Request: In the passage about a trying day at home, where did the writer lie down to read after letting go of the floor issue?

Extracted text:
****

The day went on much in the same way. I struggled to continually bring my focus back to joy, to gratitude, to slow down and find peace. I had to catch myself before I snapped at the dudes (little and big). Maybe it's hormones. Maybe I'm tired. Maybe it's just what it is. But some days are like that right? Some days are just a little more challenging, more trying on your patience. Some days it's more difficult to focus on the good stuff. A little later, after I decided I was over the floor issue...(whatever, it's not like I am really going to have a clean house for at least the next 10 years anyway), I laid down on the couch next to hubs and read a little bit of my book. I went outside with the boys and watched them do tricks in the trampoline. I reflected on the day of dirty floors and laundry and frustration and thought..."Good Lord, someone smack me." There are families in this world right now running for their lives, away from their homes, to who knows where, just looking for safety and shelter and a future. Their struggle is a struggle for LIFE, not clean floors and full cupboards! How very blessed am I to have a home and to be able to buy the things my family needs? To not have to wonder where our next meal will come from, if we'll have somewhere safe and warm to sleep. How lucky am I to be worried about dirty floors, when there are people that have no floors, or roofs over their heads at all?

****

Provided information:

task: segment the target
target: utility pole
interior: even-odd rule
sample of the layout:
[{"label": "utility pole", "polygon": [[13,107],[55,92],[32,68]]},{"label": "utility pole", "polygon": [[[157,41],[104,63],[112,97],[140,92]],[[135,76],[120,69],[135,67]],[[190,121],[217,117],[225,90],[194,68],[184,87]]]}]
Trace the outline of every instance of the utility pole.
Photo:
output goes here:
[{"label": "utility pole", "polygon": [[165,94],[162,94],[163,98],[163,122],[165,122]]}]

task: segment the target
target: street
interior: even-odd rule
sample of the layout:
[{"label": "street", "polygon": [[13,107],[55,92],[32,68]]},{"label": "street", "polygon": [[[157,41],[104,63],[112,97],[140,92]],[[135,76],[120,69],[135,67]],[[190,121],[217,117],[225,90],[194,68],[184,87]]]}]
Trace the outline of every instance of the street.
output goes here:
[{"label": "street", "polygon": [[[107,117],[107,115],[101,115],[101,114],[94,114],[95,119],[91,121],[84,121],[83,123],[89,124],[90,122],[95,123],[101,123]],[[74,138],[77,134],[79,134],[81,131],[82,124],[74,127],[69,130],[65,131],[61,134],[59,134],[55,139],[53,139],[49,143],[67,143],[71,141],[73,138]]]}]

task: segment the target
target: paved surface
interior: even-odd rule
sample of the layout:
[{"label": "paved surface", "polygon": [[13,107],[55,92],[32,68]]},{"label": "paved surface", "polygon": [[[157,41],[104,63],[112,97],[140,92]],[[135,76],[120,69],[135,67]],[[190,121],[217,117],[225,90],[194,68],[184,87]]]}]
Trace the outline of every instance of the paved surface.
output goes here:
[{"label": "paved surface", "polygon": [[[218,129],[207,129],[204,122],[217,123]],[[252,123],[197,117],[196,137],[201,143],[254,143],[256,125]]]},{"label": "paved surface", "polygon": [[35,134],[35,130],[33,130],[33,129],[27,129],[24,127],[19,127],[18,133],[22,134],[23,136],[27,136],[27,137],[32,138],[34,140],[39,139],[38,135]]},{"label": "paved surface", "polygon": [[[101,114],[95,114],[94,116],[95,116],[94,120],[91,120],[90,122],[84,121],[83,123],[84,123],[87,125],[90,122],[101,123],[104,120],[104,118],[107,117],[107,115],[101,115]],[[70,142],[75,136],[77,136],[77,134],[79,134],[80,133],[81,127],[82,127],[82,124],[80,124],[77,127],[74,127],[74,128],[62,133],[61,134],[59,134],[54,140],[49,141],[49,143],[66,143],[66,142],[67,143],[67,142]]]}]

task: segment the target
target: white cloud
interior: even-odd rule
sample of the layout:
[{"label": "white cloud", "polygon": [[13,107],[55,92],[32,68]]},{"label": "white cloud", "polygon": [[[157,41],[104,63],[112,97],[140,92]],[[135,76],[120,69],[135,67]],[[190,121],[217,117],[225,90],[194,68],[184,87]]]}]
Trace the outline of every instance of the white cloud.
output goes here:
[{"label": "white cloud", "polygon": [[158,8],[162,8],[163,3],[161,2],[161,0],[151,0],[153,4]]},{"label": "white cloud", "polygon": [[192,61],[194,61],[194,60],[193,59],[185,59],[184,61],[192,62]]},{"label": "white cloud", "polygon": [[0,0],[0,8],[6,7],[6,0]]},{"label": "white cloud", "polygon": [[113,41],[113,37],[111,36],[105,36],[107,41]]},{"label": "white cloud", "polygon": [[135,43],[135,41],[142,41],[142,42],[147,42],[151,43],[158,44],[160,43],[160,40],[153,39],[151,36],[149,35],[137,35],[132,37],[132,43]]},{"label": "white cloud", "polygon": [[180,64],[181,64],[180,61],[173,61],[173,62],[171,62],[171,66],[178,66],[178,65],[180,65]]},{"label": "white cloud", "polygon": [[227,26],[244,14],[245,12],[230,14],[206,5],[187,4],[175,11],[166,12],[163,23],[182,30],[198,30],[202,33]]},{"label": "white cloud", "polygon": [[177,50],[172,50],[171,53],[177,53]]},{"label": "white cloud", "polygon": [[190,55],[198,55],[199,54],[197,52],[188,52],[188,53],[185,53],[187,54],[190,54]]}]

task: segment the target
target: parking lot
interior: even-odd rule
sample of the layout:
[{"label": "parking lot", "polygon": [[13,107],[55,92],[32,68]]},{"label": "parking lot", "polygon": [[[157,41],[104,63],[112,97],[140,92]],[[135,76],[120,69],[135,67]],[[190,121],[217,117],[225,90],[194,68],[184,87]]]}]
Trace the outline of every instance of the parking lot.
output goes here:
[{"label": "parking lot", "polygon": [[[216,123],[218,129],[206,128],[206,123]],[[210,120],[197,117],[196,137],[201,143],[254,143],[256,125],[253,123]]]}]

****

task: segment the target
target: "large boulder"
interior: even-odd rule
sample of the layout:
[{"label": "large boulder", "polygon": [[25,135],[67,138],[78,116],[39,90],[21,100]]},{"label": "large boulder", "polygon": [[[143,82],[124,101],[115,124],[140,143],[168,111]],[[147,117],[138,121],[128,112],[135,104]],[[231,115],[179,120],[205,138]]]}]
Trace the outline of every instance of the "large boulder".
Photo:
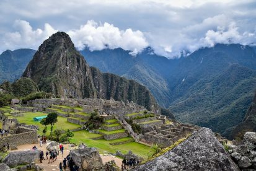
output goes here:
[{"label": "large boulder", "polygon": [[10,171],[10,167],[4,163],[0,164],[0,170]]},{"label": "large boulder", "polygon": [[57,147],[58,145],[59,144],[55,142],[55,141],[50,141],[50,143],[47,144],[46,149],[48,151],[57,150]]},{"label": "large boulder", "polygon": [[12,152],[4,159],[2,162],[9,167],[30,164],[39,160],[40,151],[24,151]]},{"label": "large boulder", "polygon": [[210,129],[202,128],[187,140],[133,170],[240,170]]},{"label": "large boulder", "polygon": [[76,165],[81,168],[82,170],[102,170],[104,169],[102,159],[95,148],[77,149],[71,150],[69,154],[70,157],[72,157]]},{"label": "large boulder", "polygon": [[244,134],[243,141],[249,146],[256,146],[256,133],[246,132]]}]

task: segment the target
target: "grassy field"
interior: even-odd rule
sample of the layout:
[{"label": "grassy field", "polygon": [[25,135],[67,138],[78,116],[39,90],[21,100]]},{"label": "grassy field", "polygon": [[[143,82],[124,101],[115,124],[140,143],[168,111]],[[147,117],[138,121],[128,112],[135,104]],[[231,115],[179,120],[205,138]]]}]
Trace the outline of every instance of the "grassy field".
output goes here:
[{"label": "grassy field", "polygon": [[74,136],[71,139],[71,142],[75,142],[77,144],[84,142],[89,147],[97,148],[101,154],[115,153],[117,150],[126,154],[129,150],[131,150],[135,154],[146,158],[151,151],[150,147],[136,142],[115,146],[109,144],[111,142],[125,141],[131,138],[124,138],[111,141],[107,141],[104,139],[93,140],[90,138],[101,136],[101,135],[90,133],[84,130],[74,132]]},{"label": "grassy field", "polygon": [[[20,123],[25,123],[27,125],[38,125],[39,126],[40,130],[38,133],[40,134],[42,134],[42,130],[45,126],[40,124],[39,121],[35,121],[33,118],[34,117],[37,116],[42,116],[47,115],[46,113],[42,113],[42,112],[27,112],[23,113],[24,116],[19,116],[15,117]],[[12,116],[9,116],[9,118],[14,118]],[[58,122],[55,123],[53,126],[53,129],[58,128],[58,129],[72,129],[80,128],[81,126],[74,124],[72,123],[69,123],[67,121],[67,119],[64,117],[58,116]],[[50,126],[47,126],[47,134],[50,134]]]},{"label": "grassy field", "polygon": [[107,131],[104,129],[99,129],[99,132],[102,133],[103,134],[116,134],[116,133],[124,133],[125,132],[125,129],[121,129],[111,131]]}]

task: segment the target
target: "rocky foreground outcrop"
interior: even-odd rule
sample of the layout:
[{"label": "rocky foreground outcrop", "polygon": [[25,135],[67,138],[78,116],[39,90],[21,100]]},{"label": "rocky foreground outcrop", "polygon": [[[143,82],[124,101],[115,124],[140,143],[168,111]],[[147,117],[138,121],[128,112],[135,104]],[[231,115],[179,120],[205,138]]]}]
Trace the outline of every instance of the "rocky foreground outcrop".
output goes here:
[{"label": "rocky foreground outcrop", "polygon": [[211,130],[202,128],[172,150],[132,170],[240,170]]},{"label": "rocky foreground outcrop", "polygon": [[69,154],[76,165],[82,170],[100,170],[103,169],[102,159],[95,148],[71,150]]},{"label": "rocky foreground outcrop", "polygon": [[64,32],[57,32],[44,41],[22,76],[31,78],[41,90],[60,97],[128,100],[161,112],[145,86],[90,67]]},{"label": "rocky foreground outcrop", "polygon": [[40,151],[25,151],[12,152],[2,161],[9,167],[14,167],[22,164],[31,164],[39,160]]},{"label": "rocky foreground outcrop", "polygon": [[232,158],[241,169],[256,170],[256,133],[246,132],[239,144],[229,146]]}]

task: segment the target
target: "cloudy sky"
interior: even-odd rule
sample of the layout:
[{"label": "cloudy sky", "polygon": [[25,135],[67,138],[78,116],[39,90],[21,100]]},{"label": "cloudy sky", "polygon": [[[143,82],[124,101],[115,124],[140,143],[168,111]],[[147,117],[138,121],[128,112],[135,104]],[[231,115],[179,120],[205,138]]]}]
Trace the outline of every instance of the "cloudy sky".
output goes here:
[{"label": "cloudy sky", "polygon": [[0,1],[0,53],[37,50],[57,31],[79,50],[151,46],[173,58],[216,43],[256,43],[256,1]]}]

****

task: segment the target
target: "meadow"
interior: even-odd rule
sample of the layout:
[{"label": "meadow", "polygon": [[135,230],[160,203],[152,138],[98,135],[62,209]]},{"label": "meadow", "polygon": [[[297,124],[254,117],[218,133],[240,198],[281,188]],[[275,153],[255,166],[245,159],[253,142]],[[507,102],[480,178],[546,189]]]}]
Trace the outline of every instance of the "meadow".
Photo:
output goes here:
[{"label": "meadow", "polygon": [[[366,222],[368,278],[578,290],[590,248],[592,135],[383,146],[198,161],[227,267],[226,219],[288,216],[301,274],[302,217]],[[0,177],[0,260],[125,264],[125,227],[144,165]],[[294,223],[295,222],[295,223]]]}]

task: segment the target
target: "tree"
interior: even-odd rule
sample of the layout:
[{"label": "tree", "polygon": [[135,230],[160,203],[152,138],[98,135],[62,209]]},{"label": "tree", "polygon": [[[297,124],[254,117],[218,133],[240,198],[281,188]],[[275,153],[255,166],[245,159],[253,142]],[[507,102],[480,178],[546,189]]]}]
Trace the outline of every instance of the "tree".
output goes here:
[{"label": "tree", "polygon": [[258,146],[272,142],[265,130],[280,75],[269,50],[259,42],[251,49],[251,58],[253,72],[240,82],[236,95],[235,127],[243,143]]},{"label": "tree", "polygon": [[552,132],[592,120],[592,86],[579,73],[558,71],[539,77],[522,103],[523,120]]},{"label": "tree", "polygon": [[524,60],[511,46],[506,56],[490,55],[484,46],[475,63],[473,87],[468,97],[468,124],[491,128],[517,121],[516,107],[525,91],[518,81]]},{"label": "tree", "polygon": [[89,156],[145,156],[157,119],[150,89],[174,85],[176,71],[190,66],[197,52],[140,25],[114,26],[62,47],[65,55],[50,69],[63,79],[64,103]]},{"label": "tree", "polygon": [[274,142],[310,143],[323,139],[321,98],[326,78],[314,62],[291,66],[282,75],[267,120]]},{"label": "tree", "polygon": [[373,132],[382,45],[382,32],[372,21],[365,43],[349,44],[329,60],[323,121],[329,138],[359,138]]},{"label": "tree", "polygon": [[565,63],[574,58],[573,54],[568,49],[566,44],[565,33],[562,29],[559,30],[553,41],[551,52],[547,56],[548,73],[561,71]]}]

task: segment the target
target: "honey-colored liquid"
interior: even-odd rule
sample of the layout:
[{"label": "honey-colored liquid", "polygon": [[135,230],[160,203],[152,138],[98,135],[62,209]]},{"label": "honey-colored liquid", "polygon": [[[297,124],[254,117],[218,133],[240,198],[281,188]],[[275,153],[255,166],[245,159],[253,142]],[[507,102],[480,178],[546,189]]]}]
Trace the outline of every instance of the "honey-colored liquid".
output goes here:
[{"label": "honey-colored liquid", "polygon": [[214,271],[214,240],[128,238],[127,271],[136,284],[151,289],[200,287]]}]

****

The solution: On the couch next to hubs.